Individual Defensive Statistics: Which Ones Matter and Top 10 MLS Defenders

When a car breaks down, a mechanic's job is to tell you what caused the failure. He or she can generally pinpoint the problem to a specific part reaching the end of its useful life. But have you ever asked a mechanic why your car is working fine? Or which part deserves the most credit for your car running smoothly? Of course not. That would be a waste of everyone's time. There are many parts to a car and all are doing their job as designed. We never ask why when things are going well. The same dilemma exists in assessing soccer defenders. After all, most of how we assess defenders has to do with what goals were not scored. And when all the parts of the defenses are working as designed, goals are avoided. But which defenders deserve the credit when goals aren't scored? It's like the pointless car question, which parts of the car deserve the most credit when the car runs smoothly?

To even begin this conversation we need to take stock of what data exists for soccer defenders. And just to be clear, I am going to steer clear looking at a defender's offensive capability. I want to focus solely on defensive statistics. Whoscored is the only site that offers a collection of defensive statistics, and here is what they have and their definitions.

  • Blocked Shot: Prevention by an outfield player of an opponents shot reaching the goal
  • Clearance: Action by a defending player that temporarily removes the attacking threat on their goal/that effectively alleviates pressure on their goal
  • Interception: Preventing an opponent's pass from reaching their teammates
  • Offside Won: The last man to step up to catch an opponent in an offside position
  • Tackle: Dispossessing an opponent, whether the tackling player comes away with the ball or not

These are the defensive-oriented statistics offered by Whoscored that are tracked at the individual player level. Of course, the other vital defensive statistic is shots conceded but those can't be attributed to any one player. So then, do any of these statistics matter? First there are a couple of assumptions to iron out.

A defender should be judged by the rate at which he accumulates statistics. So to get to that number we need to adjust these statistics to account for the time that the opponent has the ball. For example, Player A who averages 5 clearances per game might be better than Player B who averages 6 clearances if Player A's opposition had the ball 20% less often. That would mean player A made more clearances given the opportunities provided to him. So I will adjust all metrics by opposition possession.

Since I am trying to assess what goals are not scored, I going to look at the numbers at the team level first. It is only at the team level that goals can be attributed. After that analysis I will attempt to attribute value to the individual metrics.

sources: whoscored, mlssoccer.com

Here are tackles per game per minute of opponent possession against goals scored. Tackles represents the strongest correlation of all the variables. In fact, tackles has a slightly stronger correlation to goals against than shots conceded. Here is a look at the shots conceded as a percent of opponent minute of possession.

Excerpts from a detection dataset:
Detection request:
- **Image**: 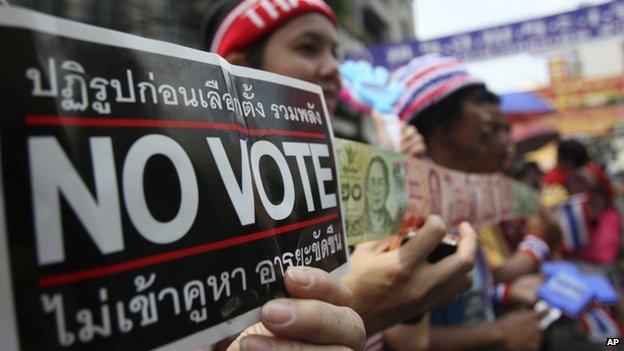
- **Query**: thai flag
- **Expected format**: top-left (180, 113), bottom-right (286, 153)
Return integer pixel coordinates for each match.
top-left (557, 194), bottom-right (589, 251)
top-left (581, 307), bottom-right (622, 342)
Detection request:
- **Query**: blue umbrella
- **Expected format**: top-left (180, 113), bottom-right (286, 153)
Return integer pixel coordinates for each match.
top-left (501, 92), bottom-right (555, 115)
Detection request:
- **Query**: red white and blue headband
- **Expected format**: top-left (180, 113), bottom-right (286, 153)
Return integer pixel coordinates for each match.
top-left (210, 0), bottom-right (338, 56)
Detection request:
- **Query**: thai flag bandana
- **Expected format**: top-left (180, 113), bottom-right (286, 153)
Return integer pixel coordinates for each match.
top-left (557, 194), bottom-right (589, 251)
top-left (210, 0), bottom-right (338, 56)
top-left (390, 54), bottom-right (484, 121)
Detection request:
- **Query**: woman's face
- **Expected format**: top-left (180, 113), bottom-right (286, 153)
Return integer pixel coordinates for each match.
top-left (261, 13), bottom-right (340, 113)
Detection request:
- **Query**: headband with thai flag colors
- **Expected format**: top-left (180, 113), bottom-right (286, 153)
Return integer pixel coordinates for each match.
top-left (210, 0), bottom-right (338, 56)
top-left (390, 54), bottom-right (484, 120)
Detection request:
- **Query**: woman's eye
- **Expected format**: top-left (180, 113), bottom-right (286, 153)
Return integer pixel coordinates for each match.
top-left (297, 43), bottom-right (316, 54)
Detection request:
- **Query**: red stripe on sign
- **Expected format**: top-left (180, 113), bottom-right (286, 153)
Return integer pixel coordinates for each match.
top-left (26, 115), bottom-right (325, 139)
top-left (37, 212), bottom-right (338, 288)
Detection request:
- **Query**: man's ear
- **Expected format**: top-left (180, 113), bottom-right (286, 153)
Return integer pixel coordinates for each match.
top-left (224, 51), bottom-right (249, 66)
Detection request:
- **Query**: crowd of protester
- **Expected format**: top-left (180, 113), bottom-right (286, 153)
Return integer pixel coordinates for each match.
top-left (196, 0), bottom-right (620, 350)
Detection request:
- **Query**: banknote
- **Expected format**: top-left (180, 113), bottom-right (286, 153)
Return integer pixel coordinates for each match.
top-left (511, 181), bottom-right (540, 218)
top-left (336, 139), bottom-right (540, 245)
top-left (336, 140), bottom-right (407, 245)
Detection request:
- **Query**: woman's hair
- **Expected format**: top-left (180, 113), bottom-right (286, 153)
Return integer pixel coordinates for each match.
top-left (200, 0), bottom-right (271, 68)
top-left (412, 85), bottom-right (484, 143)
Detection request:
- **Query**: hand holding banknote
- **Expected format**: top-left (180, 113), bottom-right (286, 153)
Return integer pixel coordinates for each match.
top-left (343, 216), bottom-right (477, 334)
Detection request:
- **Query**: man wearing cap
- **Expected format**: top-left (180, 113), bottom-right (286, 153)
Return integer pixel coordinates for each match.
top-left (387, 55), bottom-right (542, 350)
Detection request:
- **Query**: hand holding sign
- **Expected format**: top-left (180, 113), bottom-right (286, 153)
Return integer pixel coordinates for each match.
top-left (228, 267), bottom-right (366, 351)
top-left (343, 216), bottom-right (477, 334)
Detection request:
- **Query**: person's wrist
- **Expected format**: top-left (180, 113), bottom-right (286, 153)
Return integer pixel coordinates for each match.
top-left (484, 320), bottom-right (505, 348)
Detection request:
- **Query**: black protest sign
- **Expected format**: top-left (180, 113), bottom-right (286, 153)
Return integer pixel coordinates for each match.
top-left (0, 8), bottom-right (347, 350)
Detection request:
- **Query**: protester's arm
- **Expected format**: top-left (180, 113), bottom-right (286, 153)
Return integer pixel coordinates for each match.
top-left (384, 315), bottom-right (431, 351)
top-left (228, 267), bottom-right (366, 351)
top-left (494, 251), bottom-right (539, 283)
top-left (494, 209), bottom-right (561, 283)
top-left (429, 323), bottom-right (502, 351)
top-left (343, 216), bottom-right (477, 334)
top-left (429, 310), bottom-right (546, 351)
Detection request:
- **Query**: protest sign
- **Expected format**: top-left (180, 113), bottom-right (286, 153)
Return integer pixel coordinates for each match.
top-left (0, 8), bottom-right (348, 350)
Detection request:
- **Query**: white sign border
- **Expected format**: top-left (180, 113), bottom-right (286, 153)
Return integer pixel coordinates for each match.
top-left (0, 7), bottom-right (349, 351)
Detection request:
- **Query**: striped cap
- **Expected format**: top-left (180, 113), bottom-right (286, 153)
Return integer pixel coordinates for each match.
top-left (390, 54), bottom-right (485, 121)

* * *

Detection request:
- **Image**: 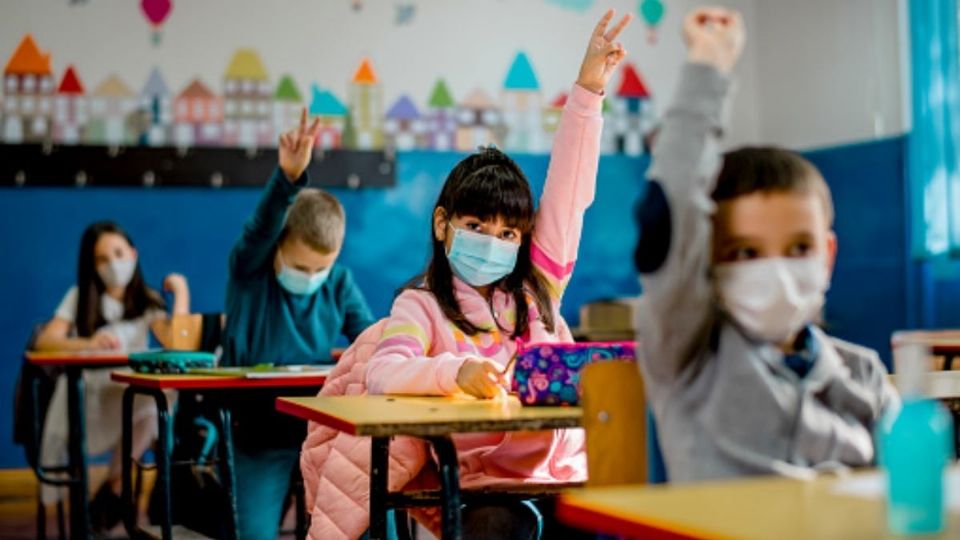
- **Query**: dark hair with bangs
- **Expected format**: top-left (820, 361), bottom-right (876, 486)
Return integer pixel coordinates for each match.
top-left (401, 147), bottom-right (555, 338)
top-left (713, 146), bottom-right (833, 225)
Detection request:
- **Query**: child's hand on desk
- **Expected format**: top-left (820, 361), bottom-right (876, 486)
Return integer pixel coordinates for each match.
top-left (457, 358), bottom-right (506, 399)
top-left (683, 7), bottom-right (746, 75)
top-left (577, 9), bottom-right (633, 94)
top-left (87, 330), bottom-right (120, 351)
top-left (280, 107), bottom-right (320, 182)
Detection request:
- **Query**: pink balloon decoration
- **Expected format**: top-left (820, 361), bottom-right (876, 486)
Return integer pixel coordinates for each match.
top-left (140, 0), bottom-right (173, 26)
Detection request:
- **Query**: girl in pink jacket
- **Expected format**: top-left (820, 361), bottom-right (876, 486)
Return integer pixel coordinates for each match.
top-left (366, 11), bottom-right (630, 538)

...

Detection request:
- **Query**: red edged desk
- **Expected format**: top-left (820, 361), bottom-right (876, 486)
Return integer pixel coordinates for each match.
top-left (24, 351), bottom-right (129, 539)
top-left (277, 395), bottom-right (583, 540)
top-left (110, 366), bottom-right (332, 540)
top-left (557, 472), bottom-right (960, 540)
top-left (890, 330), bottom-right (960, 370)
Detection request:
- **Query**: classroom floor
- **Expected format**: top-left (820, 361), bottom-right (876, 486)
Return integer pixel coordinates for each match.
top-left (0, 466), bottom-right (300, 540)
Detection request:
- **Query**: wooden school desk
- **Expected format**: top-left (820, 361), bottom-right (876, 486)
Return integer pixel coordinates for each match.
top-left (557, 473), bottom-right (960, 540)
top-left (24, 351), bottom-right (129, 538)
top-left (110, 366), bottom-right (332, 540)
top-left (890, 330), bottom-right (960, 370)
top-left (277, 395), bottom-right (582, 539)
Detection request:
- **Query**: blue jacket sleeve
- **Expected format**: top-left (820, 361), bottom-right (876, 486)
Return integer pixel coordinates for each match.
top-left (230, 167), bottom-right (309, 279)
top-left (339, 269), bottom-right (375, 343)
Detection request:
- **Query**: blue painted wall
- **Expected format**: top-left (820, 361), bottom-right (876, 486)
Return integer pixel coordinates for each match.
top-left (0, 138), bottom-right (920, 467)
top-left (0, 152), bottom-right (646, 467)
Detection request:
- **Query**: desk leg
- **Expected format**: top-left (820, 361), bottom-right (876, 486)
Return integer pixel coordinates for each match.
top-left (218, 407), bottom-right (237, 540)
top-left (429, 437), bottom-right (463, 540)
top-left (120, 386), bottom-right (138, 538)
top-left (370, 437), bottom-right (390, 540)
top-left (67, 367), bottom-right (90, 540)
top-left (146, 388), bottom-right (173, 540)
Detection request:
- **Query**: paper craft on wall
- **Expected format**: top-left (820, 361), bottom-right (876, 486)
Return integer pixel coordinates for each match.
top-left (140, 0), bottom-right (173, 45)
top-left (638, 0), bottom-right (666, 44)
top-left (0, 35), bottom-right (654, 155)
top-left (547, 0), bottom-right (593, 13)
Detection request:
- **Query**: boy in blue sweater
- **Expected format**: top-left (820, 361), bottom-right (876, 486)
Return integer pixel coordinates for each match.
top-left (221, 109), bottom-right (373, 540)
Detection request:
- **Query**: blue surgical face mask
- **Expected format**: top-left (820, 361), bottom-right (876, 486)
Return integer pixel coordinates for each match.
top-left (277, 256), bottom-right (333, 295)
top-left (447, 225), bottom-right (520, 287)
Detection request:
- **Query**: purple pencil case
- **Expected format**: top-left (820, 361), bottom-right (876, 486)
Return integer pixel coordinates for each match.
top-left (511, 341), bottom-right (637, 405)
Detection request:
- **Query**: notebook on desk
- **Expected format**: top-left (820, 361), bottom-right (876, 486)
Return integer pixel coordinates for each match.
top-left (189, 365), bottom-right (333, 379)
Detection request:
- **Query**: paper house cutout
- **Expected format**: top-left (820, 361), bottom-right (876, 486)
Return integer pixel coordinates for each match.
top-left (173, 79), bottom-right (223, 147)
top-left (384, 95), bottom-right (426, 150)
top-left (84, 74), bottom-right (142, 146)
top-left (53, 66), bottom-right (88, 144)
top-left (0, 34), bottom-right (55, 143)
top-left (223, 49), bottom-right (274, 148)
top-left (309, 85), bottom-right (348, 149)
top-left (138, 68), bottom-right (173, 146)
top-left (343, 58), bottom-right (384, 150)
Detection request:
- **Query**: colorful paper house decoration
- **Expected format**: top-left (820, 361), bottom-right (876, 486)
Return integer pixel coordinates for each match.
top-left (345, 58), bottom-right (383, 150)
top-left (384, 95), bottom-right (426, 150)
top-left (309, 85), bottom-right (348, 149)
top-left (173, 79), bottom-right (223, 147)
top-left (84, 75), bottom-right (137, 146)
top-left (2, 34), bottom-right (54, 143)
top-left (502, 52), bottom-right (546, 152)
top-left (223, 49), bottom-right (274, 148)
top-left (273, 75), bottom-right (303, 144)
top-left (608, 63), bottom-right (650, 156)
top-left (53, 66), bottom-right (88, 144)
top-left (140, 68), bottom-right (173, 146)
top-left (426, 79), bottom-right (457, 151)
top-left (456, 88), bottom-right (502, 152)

Request 1 =
List the individual-level defensive statistics that, according to the article on MLS defenders, Whoscored tracks.
Request 2 =
Resume the article on MLS defensive statistics, picking up after its final sentence.

Written answer 1 =
Blocked Shot, Clearance, Interception, Offside Won, Tackle

Written answer 2 =
sources: whoscored.com, mlssoccer.com

The two points to the far left represent the LA Galaxy and Sporting Kansas City. They appear adept at limiting shots on goal per minute of opposition possession. They also stand out when looking at offsides won.

Rather than show every graph, here is a table of the defensive statistics, their level of impact and the R squared of the impact in predicting goals against.

Statistic

Goals Avoided per Unit

R squared

Clearances

-0.041

27.1%

Interceptions

-0.036

15.1%

Tackles

-0.077

39.4%

Offsides Won

-0.113

16.0%

Blocks % of Shots

-0.017

0.3%

Offsides won is the most impactful of the statistics (has the greatest slope) but there is a weaker correlation than Tackles or Clearances--in other words, there are greater deviations from the trend line. It's interesting to see that Blocks as a percent of shots has almost no impact on goals allowed.

This is interesting, but what to make of it all? In an ideal world we could compile these statistics into a meaningful metric in order to compare players. The most obvious way to do that statistically would be to run a multivariate regression using all of the statistics.  The trouble with the result is that the statistics end up not being statistically significant predictors when mashed together. So developing a score from these metrics would be a bit of a fool's errand.

The other option would be to ignore the predictive strength of the variables and just use the goals avoided results as a scalar, multiply them by each player's statistics, add them up and compile a score. In this case the resulting score would be something we relate to as we could say that this player avoids x number of goals per game. However, this would give offsides won the statistic with the greatest importance despite the fact that the correlation is not strong.

To factor in the correlation we could leave the realm of sound statistical practice. We could multiply the goals avoided scalar by the R square. We could turn that into an index with the highest metric (tackles) equaling 1. If we did that here is the resulting table and values for each metric.

Statistic

Goals Avoided per Unit

R squared

GApU x R2

Index

Clearances

-0.041

27.1%

-0.011

0.37

Interceptions

-0.036

15.1%

-0.005

0.18

Tackles

-0.077

39.4%

-0.030

1.00

Offsides Won

-0.113

16.0%

-0.018

0.60

Blocks % of Shots

-0.017

0.3%

0.000

0.00

Tackles would be the most important statistic followed by offsides won and then clearances and interceptions. It turns out blocked shots have no material value in estimating goals against.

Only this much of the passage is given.